**提示本文**
══════

もう1つの問題だ。「政治犯」というだけで実は、刑罰が異常に重い。これは、「国家の復讐」だと思う。
ハイジャックをした人間は軒並み、「無期」だ。これは、おかしいだろうと思う。
犯罪で最も罰が重いのは殺人だ。人を殺したら生き返らない。だから最も重い。1人殺したら、10年位、刑務所に入る。2人以上だと、無期か。金を盗っていたら死刑になるかもしれない。ただ、殺人だけなら、10年前後だ。
ところが、日本赤軍の人たちは、ハイジャックしたり、大使館占拠をしたが、人は殺してないし、傷つけてない。
それなのに、日本赤軍の和光晴生さんは無期懲役、泉水博さんも無期懲役、丸岡修さんも無期懲役。そして重信房子さんは懲役20年だ。
これは刑のバランスから言ってもおかしい。殺人よりも重いのだ。変な話だ。「国家に逆らったから」という復讐の思いがあるのだろう。
いろんな議員に話をしたが、話に乗ってこない。「自分たちが信じてやったことだろう、刑罰は覚悟の上だろう」といって、あとは逃げる。
「これはおかしい」と、はっきり言ってくれたのは鈴木宗男さんだけだった。「やったことは許されないが、刑は重すぎますね。情状酌量の余地があります」と言っていた。これも「距離感」だろう。
日本赤軍とは全く違う。全く遠い立場にいる。だからこそ、「獄中者の人権」として、考えられるのだ。
3月18日(日)、「キャンパスプラザ京都」で、「厳罰化社会は何を生み出したのか。寛容な社会を考える」集会が開かれた。そこで発言を求められたので、丸岡さん救援にからめて、話をした。今書いてきたようなことの十分の一も言えなかったが…。
丸岡さんのことを考えると本当に残念だ。又、自分の無力さを痛感する。俺が殺したんだ、という罪悪感を感じている。
この集会は、前は、「反弾圧集会」と言った。毎年、京都で開かれている。いろんな学者、弁護士などが講師で来て、講演する。とても教えられる。
今年は安田好弘弁護士、辻恵衆議院議員、作家の高山文彦さんが講演し、その後、質疑応答があった。いろんな分野で活躍している人々のお話で、とても勉強になった。
2年ほど前の「反弾圧集会」の時だ。講師だったか、参加者だったか、誰かがこんな発言をしていた。
「自分たちは政治犯なのに重罰を科せられている。許せないと言う。しかし、政治犯が次々と重い犯罪を犯すから、一般の犯罪者の刑罰も重くなっているのではないか。自分のことだけを考えていてはダメだ」と。

══════

**学習資料**
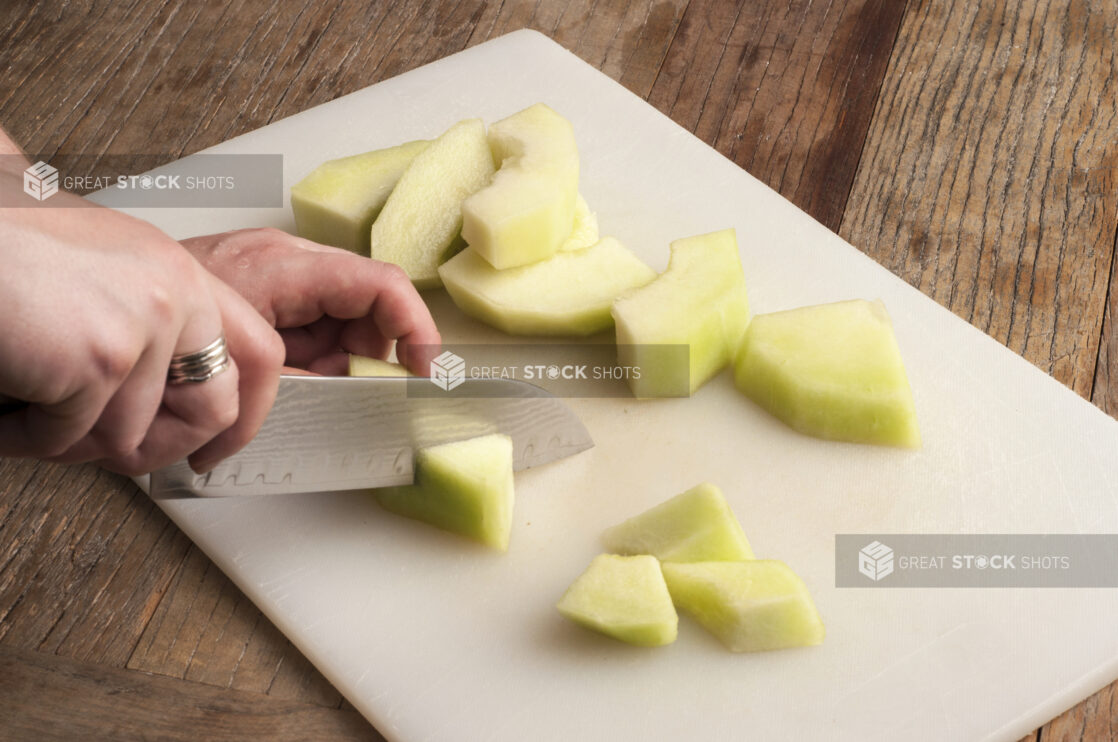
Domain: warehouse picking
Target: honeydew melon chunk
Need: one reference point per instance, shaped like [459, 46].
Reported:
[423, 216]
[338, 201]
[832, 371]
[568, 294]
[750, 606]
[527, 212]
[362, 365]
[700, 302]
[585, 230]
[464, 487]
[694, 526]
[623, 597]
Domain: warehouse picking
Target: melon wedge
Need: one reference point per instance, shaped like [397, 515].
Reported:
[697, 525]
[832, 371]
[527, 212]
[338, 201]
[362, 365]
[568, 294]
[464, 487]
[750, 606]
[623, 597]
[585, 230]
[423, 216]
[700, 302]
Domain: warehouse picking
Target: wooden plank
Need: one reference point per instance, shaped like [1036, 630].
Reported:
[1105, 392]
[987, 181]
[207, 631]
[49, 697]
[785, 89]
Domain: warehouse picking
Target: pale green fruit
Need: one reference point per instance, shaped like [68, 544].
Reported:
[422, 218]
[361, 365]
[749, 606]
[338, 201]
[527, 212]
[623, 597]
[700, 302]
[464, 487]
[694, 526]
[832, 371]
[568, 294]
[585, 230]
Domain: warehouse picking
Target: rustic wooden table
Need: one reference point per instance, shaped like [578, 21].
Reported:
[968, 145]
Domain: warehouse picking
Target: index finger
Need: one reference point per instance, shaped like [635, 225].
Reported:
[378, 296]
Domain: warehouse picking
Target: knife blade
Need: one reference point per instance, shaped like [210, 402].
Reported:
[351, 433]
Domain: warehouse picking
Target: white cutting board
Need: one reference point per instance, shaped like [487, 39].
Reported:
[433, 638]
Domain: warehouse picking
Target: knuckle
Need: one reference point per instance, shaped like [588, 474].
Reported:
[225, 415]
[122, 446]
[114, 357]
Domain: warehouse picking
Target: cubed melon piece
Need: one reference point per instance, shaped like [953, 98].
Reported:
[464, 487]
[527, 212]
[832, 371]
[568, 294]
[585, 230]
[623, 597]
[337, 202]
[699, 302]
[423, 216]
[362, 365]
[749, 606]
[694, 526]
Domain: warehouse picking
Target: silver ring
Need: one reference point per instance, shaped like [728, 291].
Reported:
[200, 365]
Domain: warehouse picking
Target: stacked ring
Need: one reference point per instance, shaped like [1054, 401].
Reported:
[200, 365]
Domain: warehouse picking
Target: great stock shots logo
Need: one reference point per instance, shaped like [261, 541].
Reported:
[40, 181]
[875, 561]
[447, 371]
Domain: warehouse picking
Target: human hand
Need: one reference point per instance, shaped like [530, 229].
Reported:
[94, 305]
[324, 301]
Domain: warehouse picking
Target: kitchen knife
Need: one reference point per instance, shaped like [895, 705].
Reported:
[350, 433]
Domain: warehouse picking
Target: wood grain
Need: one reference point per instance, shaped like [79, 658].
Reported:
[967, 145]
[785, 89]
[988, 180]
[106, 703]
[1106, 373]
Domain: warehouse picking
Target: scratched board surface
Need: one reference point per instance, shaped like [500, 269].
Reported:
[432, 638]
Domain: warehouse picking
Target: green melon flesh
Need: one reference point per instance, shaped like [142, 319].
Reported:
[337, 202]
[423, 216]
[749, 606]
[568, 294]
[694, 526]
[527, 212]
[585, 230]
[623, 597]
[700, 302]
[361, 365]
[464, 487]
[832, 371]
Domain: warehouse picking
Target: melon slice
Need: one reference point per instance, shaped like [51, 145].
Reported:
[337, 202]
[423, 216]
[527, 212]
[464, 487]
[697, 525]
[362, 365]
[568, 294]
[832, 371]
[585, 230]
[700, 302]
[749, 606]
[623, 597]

══════

**課題内容**
提示本文によると、3月18日に「キャンパスプラザ京都」で開かれた集会は、以前は何と呼ばれていましたか。

**解答**
以前は「反弾圧集会」と呼ばれていました。